**DIRECTIVE**.
Recast all of the data below as a numbered list, skipping any blank lines. Leave the pictures out of your answer.

[Dataset rows]
____________________

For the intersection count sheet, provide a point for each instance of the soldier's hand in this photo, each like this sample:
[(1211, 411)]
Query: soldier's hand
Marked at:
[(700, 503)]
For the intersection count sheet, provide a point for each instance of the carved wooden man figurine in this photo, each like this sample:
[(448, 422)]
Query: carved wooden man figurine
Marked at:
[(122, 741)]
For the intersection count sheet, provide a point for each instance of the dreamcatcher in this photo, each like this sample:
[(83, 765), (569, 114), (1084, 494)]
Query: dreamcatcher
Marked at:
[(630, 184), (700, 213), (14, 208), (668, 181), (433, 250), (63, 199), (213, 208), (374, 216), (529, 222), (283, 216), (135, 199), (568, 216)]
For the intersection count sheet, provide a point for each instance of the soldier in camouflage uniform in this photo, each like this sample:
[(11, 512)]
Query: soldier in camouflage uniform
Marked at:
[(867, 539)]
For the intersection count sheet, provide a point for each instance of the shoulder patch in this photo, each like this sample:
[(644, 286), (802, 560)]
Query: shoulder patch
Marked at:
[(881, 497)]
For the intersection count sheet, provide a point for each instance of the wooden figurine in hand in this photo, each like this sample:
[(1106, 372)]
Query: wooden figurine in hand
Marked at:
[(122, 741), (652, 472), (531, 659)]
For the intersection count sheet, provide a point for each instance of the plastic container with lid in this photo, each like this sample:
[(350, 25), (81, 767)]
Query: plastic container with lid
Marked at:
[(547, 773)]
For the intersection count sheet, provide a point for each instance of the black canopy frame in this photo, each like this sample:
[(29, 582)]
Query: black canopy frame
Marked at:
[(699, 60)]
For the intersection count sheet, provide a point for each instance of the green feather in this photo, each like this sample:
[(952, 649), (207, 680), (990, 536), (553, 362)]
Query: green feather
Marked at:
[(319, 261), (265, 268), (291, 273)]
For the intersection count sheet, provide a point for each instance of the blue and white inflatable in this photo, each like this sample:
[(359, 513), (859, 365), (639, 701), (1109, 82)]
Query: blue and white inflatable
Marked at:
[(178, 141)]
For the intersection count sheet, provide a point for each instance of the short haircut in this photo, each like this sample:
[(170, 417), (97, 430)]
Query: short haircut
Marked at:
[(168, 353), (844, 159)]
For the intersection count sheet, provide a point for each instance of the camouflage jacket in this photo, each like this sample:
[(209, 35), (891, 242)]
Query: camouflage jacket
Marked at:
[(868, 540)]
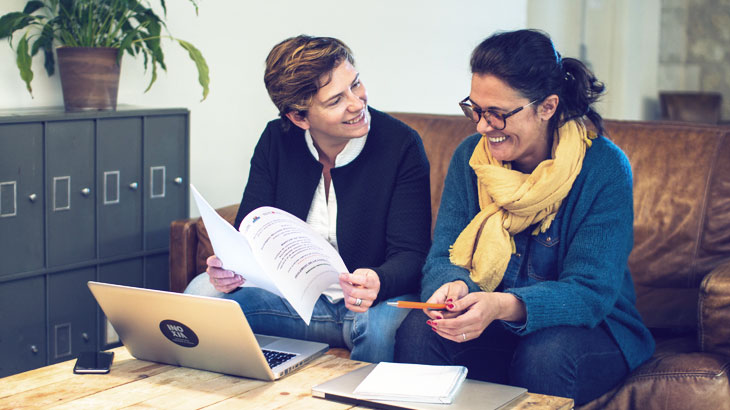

____________________

**RESPONSE TO THIS TASK**.
1. For the intersection count sheet, provide a point for each instance of the soldier's hand in this photo, each like this sample:
2. [(1211, 411)]
3. Query: soldier's hand
4. Marked at:
5. [(700, 503)]
6. For the intersection count sheet, provide a point for each instance of the carved wooden man figurine in this photo, each like this sample:
7. [(448, 422)]
8. Query: carved wooden man figurine
9. Marked at:
10. [(122, 741)]
11. For the intersection count sheet, provide a point for each instance of the dreamcatcher in this photo, each like this sample:
12. [(83, 765), (569, 114), (1084, 494)]
13. Query: dreamcatcher
14. Marked at:
15. [(630, 184), (700, 213), (14, 208), (668, 181), (433, 250), (63, 199), (213, 208), (374, 216), (529, 222), (283, 216), (135, 199), (568, 216)]
16. For the intersection count sheet, provide a point for each instance of the soldier in camouflage uniform in this photo, each like this sample:
17. [(11, 512)]
18. Query: soldier in camouflage uniform
19. Marked at:
20. [(867, 539)]
21. For the intersection count sheet, provide a point for each instance of the shoulder patch in this photo, each like this sample:
22. [(644, 286), (802, 560)]
23. Query: shoulder patch
24. Marked at:
25. [(881, 497)]
26. For the intersection count sheet, provide a point for each instance of the wooden figurine in hand in this photo, each like this sample:
27. [(1106, 372)]
28. Query: wooden figurine in hand
29. Marked at:
30. [(122, 741), (652, 472), (531, 659)]
31. For the intersection count sheet, provide a point for each instance of the plastic container with lid in this photo, each like this sample:
32. [(350, 25), (81, 767)]
33. Query: plastic container with lid
34. Marked at:
35. [(547, 773)]
36. For the intersection count sheet, provide a point for each instance of the black canopy frame in this photo, each like this sample:
37. [(29, 582)]
38. Query: black canopy frame
39. Marked at:
40. [(699, 60)]
41. For the intersection count sheet, provide a point for each instance of the green feather in this photo, each like this sample:
42. [(952, 649), (207, 680), (990, 536), (553, 362)]
43. Query: green feather
44. Marked at:
45. [(319, 261), (265, 268), (291, 273)]
46. For the intersection count sheet, provide a point for each instance of the blue and white inflatable in this photo, each like this sample:
47. [(359, 513), (859, 365), (639, 701), (1109, 82)]
48. Query: blue and white inflatable
49. Marked at:
50. [(178, 141)]
51. For the intersection count sheet, provide a point for each instance of the short haircut in this photo, each like this sample:
52. [(170, 417), (97, 430)]
53. Query: short haircut
54. Marked at:
55. [(168, 353), (844, 159)]
56. For the intersection count sheet, provide a point for each instance of the camouflage jacket in this photo, each like this sample:
57. [(209, 35), (891, 242)]
58. Query: camouflage jacket
59. Marked at:
60. [(868, 540)]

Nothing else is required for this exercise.